__PROMPT__.
Update the records beginning with the line that contains "The muddy water" and continuing through the line that contains "235,154 -> 313,213": write out only those lines again, with "crocodile" changed to "alligator" and everything else left as it is.

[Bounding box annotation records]
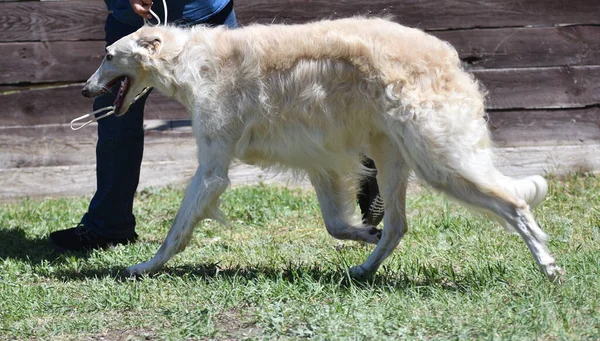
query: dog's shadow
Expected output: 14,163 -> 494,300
54,263 -> 492,293
0,227 -> 77,264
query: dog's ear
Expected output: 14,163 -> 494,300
137,35 -> 162,55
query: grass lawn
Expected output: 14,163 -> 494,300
0,175 -> 600,340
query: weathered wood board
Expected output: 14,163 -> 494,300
0,66 -> 600,126
0,144 -> 600,200
0,0 -> 600,42
0,25 -> 600,84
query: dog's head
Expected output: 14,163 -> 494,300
81,26 -> 185,115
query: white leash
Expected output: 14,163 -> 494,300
70,0 -> 167,130
71,88 -> 152,130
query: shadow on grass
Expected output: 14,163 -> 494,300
0,227 -> 88,264
54,263 -> 507,295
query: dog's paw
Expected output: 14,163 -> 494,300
348,265 -> 373,280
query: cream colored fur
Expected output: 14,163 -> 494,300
86,17 -> 561,280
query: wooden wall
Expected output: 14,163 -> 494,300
0,0 -> 600,199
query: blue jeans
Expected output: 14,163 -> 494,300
81,11 -> 237,238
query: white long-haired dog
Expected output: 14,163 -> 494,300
83,18 -> 562,280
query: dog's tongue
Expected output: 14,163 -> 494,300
113,77 -> 129,112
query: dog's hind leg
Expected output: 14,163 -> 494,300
402,120 -> 562,280
349,134 -> 410,277
446,178 -> 563,281
126,134 -> 231,275
309,172 -> 381,244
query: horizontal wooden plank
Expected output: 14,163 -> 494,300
0,160 -> 307,201
0,26 -> 600,85
0,84 -> 189,126
473,66 -> 600,109
0,0 -> 600,42
235,0 -> 600,30
488,106 -> 600,147
0,107 -> 600,169
0,0 -> 108,42
0,145 -> 600,201
431,26 -> 600,70
0,121 -> 196,169
0,41 -> 104,84
0,66 -> 600,126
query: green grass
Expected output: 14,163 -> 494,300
0,175 -> 600,340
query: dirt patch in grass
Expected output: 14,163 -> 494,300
213,308 -> 262,340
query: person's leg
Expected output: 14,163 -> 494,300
50,15 -> 148,251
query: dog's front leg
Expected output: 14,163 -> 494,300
126,136 -> 232,275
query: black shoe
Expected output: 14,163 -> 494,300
357,159 -> 384,226
49,223 -> 138,252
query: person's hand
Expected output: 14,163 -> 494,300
129,0 -> 152,19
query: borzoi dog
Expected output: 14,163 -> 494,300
84,17 -> 562,280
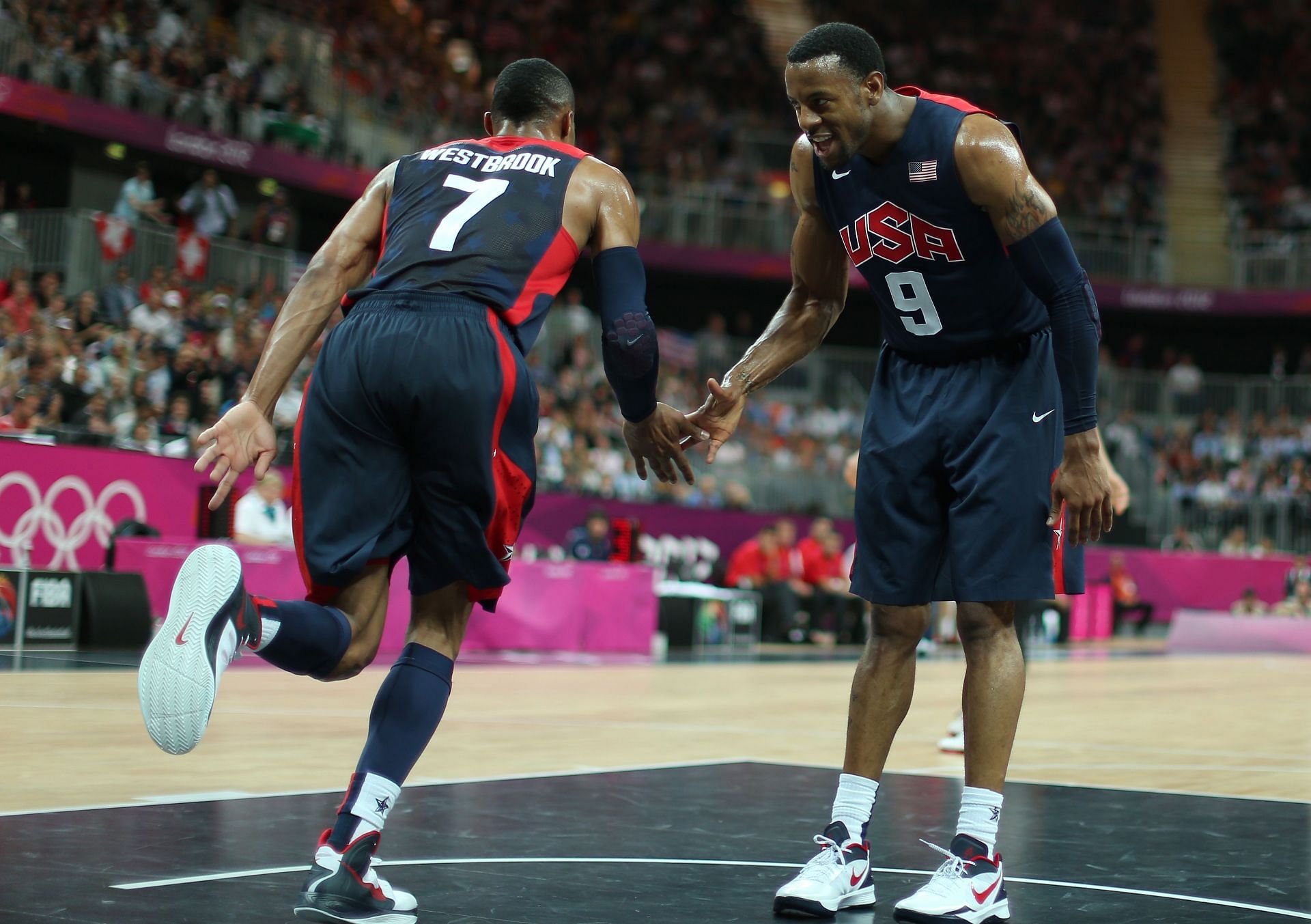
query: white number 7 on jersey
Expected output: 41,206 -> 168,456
427,173 -> 510,251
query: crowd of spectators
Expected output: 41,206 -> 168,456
815,0 -> 1163,225
0,0 -> 1160,224
0,0 -> 348,160
1211,0 -> 1311,231
0,266 -> 860,518
1230,556 -> 1311,617
724,516 -> 865,645
0,259 -> 308,456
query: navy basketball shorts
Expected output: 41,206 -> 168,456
851,331 -> 1083,606
292,294 -> 537,609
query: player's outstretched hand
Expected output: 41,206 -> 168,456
195,401 -> 278,510
1103,458 -> 1129,516
687,379 -> 746,464
624,404 -> 708,485
1047,430 -> 1116,545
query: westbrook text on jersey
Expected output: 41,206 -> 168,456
418,148 -> 564,177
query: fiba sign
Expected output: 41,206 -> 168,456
27,578 -> 74,609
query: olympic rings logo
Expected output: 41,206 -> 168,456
0,472 -> 145,572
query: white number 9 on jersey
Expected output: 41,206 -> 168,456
885,270 -> 942,337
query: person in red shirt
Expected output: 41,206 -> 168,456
797,516 -> 832,576
802,526 -> 861,645
1109,552 -> 1154,636
724,526 -> 805,642
0,279 -> 37,334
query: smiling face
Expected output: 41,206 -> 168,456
783,55 -> 884,170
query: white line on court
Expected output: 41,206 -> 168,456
110,857 -> 1311,920
0,757 -> 755,818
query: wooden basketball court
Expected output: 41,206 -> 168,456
0,653 -> 1311,811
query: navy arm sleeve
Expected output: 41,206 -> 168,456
591,247 -> 660,422
1008,218 -> 1101,436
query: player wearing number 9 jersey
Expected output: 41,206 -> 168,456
138,59 -> 700,924
691,24 -> 1112,924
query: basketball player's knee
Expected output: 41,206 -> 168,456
321,637 -> 380,682
956,603 -> 1015,646
871,607 -> 928,649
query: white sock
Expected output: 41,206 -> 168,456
956,786 -> 1002,856
830,773 -> 878,843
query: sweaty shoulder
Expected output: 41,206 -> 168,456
956,114 -> 1057,247
788,135 -> 819,214
564,154 -> 638,251
955,113 -> 1029,207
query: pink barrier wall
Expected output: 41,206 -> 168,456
1087,545 -> 1293,620
1167,609 -> 1311,654
117,539 -> 657,654
0,439 -> 1290,619
0,76 -> 372,198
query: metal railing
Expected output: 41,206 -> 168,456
1231,231 -> 1311,288
0,208 -> 296,292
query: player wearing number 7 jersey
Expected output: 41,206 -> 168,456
139,59 -> 700,924
691,24 -> 1112,924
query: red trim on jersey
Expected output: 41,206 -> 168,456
373,195 -> 392,264
291,375 -> 337,603
468,308 -> 533,603
505,225 -> 580,324
472,135 -> 591,160
1052,469 -> 1070,593
897,85 -> 996,118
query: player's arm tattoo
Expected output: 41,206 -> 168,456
1002,177 -> 1056,241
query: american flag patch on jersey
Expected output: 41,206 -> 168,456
906,160 -> 938,184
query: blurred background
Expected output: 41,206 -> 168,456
0,0 -> 1311,632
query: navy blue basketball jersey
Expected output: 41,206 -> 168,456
814,87 -> 1049,363
342,137 -> 587,350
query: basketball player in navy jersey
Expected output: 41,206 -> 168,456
691,24 -> 1113,924
139,59 -> 701,924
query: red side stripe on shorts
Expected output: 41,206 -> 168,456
1052,472 -> 1069,593
291,375 -> 337,603
498,225 -> 578,333
468,308 -> 533,602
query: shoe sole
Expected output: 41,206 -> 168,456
893,898 -> 1011,924
774,886 -> 875,917
291,904 -> 418,924
137,545 -> 241,754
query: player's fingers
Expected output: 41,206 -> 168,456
678,412 -> 711,446
650,456 -> 678,485
1066,502 -> 1092,545
670,449 -> 696,485
254,452 -> 272,481
194,443 -> 219,472
210,469 -> 238,510
1084,501 -> 1101,543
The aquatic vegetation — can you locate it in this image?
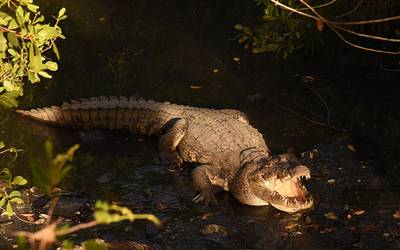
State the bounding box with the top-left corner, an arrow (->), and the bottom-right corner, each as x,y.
0,0 -> 67,108
235,0 -> 400,59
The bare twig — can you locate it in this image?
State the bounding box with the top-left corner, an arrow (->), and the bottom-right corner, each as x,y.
336,0 -> 364,17
45,194 -> 59,225
335,25 -> 400,43
306,85 -> 331,124
270,0 -> 400,55
330,14 -> 400,25
296,0 -> 338,10
379,62 -> 400,72
300,0 -> 400,55
57,220 -> 98,236
266,99 -> 349,133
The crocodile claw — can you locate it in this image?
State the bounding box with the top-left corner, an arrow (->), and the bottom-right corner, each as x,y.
193,190 -> 218,207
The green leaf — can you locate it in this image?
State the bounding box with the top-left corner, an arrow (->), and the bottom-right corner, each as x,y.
8,18 -> 19,30
12,176 -> 28,186
3,80 -> 15,92
9,197 -> 24,204
37,70 -> 53,79
62,240 -> 74,250
0,32 -> 8,52
7,32 -> 19,47
0,92 -> 18,108
0,168 -> 12,181
8,190 -> 21,198
45,61 -> 58,71
58,8 -> 66,17
0,197 -> 7,208
51,41 -> 61,60
26,3 -> 39,13
5,202 -> 14,217
15,6 -> 25,26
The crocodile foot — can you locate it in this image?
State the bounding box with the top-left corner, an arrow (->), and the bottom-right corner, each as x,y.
193,190 -> 218,206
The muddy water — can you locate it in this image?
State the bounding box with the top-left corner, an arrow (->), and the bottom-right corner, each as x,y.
0,0 -> 399,249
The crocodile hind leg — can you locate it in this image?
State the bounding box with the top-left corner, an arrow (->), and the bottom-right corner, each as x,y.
192,165 -> 222,206
158,118 -> 188,167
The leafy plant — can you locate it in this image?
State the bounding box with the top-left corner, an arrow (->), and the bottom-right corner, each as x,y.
14,141 -> 161,250
32,141 -> 79,196
0,141 -> 28,217
0,168 -> 28,217
0,0 -> 67,108
235,0 -> 400,58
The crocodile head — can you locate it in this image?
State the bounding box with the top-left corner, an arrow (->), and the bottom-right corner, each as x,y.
235,154 -> 313,213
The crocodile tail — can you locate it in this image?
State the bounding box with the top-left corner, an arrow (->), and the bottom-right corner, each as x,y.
16,96 -> 178,135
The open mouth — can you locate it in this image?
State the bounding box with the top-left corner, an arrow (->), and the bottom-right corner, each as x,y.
270,172 -> 313,212
253,165 -> 314,212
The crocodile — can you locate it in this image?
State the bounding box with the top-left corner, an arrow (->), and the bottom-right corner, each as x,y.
17,96 -> 313,213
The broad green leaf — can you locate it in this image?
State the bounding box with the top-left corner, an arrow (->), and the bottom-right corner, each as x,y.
8,18 -> 19,30
0,32 -> 8,52
15,6 -> 25,26
0,196 -> 7,208
9,197 -> 24,204
58,8 -> 66,17
26,3 -> 39,13
51,41 -> 61,60
45,61 -> 58,71
62,240 -> 74,250
38,70 -> 53,79
0,168 -> 12,181
12,176 -> 28,186
3,80 -> 15,92
7,49 -> 19,57
0,92 -> 18,108
5,202 -> 14,217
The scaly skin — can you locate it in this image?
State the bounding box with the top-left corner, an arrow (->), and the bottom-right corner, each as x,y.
17,96 -> 313,212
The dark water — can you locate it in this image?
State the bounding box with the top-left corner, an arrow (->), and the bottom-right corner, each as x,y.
0,0 -> 399,249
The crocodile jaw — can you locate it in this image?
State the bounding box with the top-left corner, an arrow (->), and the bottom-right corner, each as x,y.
249,165 -> 313,213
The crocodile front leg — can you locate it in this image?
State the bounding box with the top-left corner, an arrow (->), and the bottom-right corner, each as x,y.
158,118 -> 188,166
192,165 -> 222,206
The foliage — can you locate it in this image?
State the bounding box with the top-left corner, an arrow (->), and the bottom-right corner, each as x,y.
94,201 -> 161,226
235,0 -> 400,59
32,141 -> 79,195
0,0 -> 67,108
0,168 -> 28,217
13,141 -> 161,250
0,141 -> 28,217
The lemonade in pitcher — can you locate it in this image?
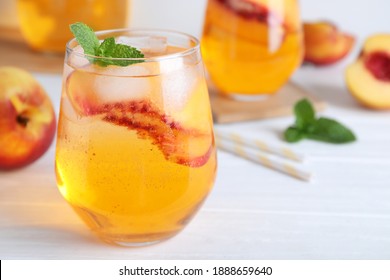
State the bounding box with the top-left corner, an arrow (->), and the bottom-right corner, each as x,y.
17,0 -> 130,54
202,0 -> 303,95
56,26 -> 216,245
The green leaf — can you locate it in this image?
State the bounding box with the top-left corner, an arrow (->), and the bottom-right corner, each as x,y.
70,22 -> 144,67
70,22 -> 100,55
294,99 -> 315,129
284,99 -> 356,144
306,118 -> 356,144
284,126 -> 305,143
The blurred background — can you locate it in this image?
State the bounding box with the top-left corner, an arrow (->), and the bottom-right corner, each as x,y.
0,0 -> 390,38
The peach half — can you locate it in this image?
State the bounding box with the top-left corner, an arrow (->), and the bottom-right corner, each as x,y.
0,67 -> 56,170
303,21 -> 355,66
346,34 -> 390,109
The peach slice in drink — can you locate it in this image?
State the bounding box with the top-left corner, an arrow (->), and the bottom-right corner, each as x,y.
66,63 -> 213,167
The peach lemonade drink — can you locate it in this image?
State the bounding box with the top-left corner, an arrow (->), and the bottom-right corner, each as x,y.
202,0 -> 303,94
56,25 -> 216,245
17,0 -> 130,53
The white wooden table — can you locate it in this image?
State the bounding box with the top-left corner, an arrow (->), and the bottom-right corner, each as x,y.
0,49 -> 390,259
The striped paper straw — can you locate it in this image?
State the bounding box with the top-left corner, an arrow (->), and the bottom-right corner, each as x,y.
215,135 -> 312,181
215,130 -> 305,162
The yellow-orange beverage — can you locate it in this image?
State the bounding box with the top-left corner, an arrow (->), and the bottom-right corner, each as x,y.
202,0 -> 303,94
18,0 -> 130,53
56,31 -> 216,245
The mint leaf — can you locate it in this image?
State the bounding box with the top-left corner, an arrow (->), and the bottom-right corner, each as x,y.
284,127 -> 305,143
306,118 -> 356,144
70,22 -> 144,67
284,99 -> 356,144
97,42 -> 144,66
294,99 -> 315,129
70,22 -> 100,55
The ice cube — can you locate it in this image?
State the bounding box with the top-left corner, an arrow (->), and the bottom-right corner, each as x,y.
117,36 -> 168,55
68,45 -> 89,68
93,63 -> 152,103
160,58 -> 199,115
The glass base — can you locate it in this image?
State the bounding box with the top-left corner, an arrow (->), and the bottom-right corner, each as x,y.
99,231 -> 180,248
225,93 -> 272,102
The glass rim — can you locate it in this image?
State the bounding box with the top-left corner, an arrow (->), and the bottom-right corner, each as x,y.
66,28 -> 200,62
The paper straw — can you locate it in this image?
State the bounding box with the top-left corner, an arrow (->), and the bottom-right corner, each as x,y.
215,135 -> 312,181
215,130 -> 305,162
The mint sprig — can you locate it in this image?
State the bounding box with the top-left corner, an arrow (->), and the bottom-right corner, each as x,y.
284,99 -> 356,144
70,22 -> 144,67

__SOLUTION TO THIS TASK__.
The muddy water — can you locate it in this image?
State the bounding box with the top-left corner, an arrow (->), and the bottom-right corner, each as x,y.
0,0 -> 399,249
The alligator hind leg — can you locate it in this image?
State the bounding box with the top-left corner, an arrow (->), and the bottom-right corner, each as x,y.
192,165 -> 222,206
158,118 -> 188,167
The leafy plant — can you locate it in this image?
State the bounding box with the top-left corner, an arrow (->), and the bottom-right corner, each as x,y.
14,141 -> 161,250
32,141 -> 79,196
0,141 -> 28,217
0,168 -> 28,217
0,0 -> 67,108
235,0 -> 400,58
The alligator head — can you locate it in this image?
State the bounding box with the top-left corner, an arrow (->), and the bottom-right corner, each as x,y.
235,154 -> 313,213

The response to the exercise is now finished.